----- TEXT PROVIDED

BIND 9.18 retries same authoritative nameserver before trying another one

Summary

Given an authoritative zone with multiple nameservers, some of which may currently be unavailable, how should a BIND recursive resolver react when its first query attempt times out?

Empirically, BIND 9.16 will try a different authoritative nameserver next, but BIND 9.18 will try the same one 3 times in a row before moving on to a different one. The BIND 9.18 behavior is significantly less robust.

BIND version used

[root@dmrz-test-rdns ~]# named -V
BIND 9.18.8 (Stable Release) <id:35f5d35>
running on Linux x86_64 3.10.0-1160.el7.x86_64 #1 SMP Mon Oct 19 16:18:59 UTC 2020
built by make with  '--build=x86_64-redhat-linux-gnu' '--host=x86_64-redhat-linux-gnu' '--program-prefix=' '--disable-dependency-tracking' '--prefix=/opt/isc/isc-bind/root/usr' '--exec-prefix=/opt/isc/isc-bind/root/usr' '--bindir=/opt/isc/isc-bind/root/usr/bin' '--sbindir=/opt/isc/isc-bind/root/usr/sbin' '--sysconfdir=/etc/opt/isc/isc-bind' '--datadir=/opt/isc/isc-bind/root/usr/share' '--includedir=/opt/isc/isc-bind/root/usr/include' '--libdir=/opt/isc/isc-bind/root/usr/lib64' '--libexecdir=/opt/isc/isc-bind/root/usr/libexec' '--localstatedir=/var/opt/isc/isc-bind' '--sharedstatedir=/var/opt/isc/isc-bind/lib' '--mandir=/opt/isc/isc-bind/root/usr/share/man' '--infodir=/opt/isc/isc-bind/root/usr/share/info' '--disable-static' '--enable-dnstap' '--with-pic' '--with-gssapi' '--with-json-c' '--with-libxml2' '--without-lmdb' 'build_alias=x86_64-redhat-linux-gnu' 'host_alias=x86_64-redhat-linux-gnu' 'CFLAGS=-O2 -g -pipe -Wall -Wp,-D_FORTIFY_SOURCE=2 -fexceptions -fstack-protector-strong --param=ssp-buffer-size=4 -grecord-gcc-switches   -m64 -mtune=generic' 'LDFLAGS=-Wl,-z,relro  -L/opt/isc/isc-bind/root/usr/lib64' 'CPPFLAGS= -I/opt/isc/isc-bind/root/usr/include' 'LT_SYS_LIBRARY_PATH=/usr/lib64' 'PKG_CONFIG_PATH=:/opt/isc/isc-bind/root/usr/lib64/pkgconfig:/opt/isc/isc-bind/root/usr/share/pkgconfig' 'SPHINX_BUILD=/builddir/build/BUILD/bind-9.18.8/sphinx/bin/sphinx-build'
compiled by GCC 4.8.5 20150623 (Red Hat 4.8.5-44)

----------

WRITTEN INSTRUCTION A:
In the post about BIND 9.18, copy out the passage that begins at the words "Empirically, BIND 9.16" and ends after the words "significantly less robust.".

----- DATA FOR THE TASK

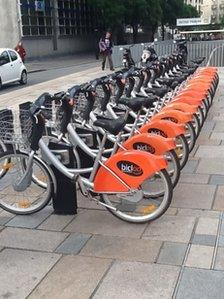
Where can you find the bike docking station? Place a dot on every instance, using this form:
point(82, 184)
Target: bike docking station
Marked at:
point(64, 200)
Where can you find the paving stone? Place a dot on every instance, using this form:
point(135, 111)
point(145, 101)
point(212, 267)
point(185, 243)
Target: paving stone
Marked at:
point(217, 135)
point(72, 277)
point(219, 126)
point(207, 226)
point(201, 283)
point(31, 239)
point(190, 167)
point(208, 126)
point(222, 227)
point(56, 222)
point(194, 178)
point(211, 166)
point(200, 256)
point(73, 244)
point(104, 223)
point(219, 260)
point(205, 151)
point(21, 271)
point(203, 140)
point(5, 217)
point(198, 213)
point(219, 202)
point(207, 240)
point(31, 221)
point(85, 203)
point(221, 240)
point(170, 228)
point(138, 280)
point(122, 248)
point(216, 180)
point(171, 211)
point(172, 253)
point(193, 196)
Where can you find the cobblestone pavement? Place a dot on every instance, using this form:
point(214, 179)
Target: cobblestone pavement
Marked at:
point(93, 254)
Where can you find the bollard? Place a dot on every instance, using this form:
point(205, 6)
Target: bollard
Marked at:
point(65, 200)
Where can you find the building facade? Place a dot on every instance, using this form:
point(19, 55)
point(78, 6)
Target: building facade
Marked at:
point(210, 10)
point(48, 27)
point(196, 3)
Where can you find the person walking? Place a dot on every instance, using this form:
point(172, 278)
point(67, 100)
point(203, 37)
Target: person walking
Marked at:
point(21, 51)
point(105, 46)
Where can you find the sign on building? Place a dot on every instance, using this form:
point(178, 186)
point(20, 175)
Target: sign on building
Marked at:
point(192, 22)
point(39, 5)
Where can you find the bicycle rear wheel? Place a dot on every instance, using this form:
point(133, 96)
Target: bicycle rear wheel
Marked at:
point(36, 196)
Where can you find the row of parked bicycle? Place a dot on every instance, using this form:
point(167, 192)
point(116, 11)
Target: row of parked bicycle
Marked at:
point(130, 133)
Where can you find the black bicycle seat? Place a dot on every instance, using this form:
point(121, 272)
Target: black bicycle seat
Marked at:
point(134, 104)
point(150, 100)
point(160, 91)
point(39, 103)
point(113, 126)
point(74, 90)
point(198, 60)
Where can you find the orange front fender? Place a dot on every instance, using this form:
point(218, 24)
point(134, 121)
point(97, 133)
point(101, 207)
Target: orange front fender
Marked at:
point(126, 171)
point(174, 116)
point(163, 128)
point(187, 100)
point(181, 107)
point(153, 144)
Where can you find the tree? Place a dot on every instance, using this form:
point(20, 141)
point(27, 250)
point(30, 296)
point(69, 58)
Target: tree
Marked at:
point(135, 14)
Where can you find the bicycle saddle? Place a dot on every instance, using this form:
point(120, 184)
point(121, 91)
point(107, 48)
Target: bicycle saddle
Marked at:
point(158, 91)
point(134, 104)
point(198, 60)
point(113, 126)
point(74, 90)
point(39, 103)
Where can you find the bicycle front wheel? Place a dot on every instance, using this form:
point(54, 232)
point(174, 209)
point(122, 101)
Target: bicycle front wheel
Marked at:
point(36, 196)
point(142, 206)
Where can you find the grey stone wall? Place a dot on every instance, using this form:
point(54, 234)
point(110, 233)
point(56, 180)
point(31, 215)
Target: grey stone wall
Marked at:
point(9, 24)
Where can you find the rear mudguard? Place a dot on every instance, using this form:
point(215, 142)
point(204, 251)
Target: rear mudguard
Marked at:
point(174, 116)
point(126, 171)
point(163, 128)
point(154, 144)
point(181, 107)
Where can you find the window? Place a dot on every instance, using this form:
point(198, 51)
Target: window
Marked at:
point(5, 57)
point(36, 19)
point(76, 17)
point(13, 55)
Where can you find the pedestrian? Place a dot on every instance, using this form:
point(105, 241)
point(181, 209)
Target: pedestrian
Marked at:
point(106, 46)
point(21, 51)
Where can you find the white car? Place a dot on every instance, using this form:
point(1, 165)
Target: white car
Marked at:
point(12, 68)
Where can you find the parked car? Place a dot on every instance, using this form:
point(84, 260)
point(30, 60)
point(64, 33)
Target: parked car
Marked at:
point(12, 68)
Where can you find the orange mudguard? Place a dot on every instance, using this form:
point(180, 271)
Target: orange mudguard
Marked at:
point(154, 144)
point(163, 128)
point(174, 116)
point(130, 169)
point(187, 100)
point(181, 107)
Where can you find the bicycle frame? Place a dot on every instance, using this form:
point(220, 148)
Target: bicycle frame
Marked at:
point(122, 173)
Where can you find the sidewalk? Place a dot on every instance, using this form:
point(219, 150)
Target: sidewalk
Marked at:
point(59, 62)
point(95, 255)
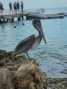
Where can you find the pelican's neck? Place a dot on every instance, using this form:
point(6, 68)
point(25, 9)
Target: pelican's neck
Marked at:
point(39, 32)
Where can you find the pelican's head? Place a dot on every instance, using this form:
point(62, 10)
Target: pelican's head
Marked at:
point(37, 24)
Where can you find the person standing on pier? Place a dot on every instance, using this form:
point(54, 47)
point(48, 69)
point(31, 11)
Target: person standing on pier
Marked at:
point(1, 6)
point(18, 5)
point(10, 6)
point(15, 6)
point(22, 6)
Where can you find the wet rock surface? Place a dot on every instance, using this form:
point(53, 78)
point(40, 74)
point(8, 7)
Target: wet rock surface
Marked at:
point(21, 73)
point(29, 76)
point(5, 79)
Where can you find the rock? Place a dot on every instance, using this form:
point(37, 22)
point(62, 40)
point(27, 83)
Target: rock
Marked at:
point(57, 83)
point(5, 79)
point(29, 76)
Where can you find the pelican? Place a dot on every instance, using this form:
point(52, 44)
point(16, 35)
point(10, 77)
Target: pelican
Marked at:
point(30, 42)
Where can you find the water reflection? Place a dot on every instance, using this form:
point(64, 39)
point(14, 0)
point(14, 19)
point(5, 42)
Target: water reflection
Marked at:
point(52, 57)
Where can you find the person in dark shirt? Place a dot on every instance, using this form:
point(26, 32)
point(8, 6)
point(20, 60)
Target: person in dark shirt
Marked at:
point(10, 6)
point(18, 5)
point(15, 6)
point(1, 6)
point(21, 6)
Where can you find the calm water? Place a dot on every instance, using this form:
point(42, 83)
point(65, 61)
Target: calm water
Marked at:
point(52, 58)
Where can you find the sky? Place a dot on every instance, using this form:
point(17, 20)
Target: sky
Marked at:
point(33, 4)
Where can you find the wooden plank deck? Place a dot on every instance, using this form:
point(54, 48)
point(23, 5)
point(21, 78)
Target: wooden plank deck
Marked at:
point(29, 15)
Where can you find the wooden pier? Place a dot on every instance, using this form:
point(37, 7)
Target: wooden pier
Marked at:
point(10, 15)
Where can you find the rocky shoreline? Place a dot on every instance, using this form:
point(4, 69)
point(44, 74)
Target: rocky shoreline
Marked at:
point(21, 73)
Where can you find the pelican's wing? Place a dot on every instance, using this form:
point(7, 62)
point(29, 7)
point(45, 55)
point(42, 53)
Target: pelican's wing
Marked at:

----------

WRITTEN INSTRUCTION B:
Turn the rows into a numbered list, starting at the line that contains "Where can you find the pelican's neck?" and ending after the line that contains "point(37, 24)". Leave out any blank lines.

FINAL ANSWER A:
Empirically, BIND 9.16 will try a different authoritative nameserver next, but BIND 9.18 will try the same one 3 times in a row before moving on to a different one. The BIND 9.18 behavior is significantly less robust.

FINAL ANSWER B:
1. Where can you find the pelican's neck? Place a dot on every instance, using this form:
2. point(6, 68)
3. point(25, 9)
4. Target: pelican's neck
5. Marked at:
6. point(39, 32)
7. Where can you find the pelican's head? Place a dot on every instance, using this form:
8. point(62, 10)
9. Target: pelican's head
10. Marked at:
11. point(37, 24)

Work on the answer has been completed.